▶ TASK GOAL
Could you copy the lines below exactly, leaving none out?

Text-to-region grounding data
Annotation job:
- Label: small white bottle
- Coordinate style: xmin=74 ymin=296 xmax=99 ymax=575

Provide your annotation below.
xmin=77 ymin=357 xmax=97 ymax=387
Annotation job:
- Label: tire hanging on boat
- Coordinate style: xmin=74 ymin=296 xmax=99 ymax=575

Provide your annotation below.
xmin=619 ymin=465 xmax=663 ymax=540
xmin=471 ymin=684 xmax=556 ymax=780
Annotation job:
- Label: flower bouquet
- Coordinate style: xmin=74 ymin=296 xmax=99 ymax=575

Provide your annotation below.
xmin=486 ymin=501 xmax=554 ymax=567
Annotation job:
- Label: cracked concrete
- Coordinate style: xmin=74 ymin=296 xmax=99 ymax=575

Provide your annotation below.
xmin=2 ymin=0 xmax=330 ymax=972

▶ RESPONSE TO THIS TASK
Annotation job:
- Label: small white bottle
- Coordinate style: xmin=74 ymin=296 xmax=99 ymax=575

Provide your annotation below.
xmin=77 ymin=357 xmax=97 ymax=387
Annotation job:
- Label: tire hanging on boat
- Coordinate style: xmin=74 ymin=296 xmax=99 ymax=575

Provide your annotation below.
xmin=619 ymin=465 xmax=663 ymax=540
xmin=471 ymin=684 xmax=556 ymax=780
Annotation job:
- Label: flower bouquet
- Coordinate style: xmin=74 ymin=296 xmax=99 ymax=575

Provide your annotation below.
xmin=486 ymin=501 xmax=554 ymax=567
Annotation job:
- Label: cracked concrete
- Coordinate style: xmin=74 ymin=296 xmax=99 ymax=575

Provide your annotation below.
xmin=2 ymin=0 xmax=330 ymax=972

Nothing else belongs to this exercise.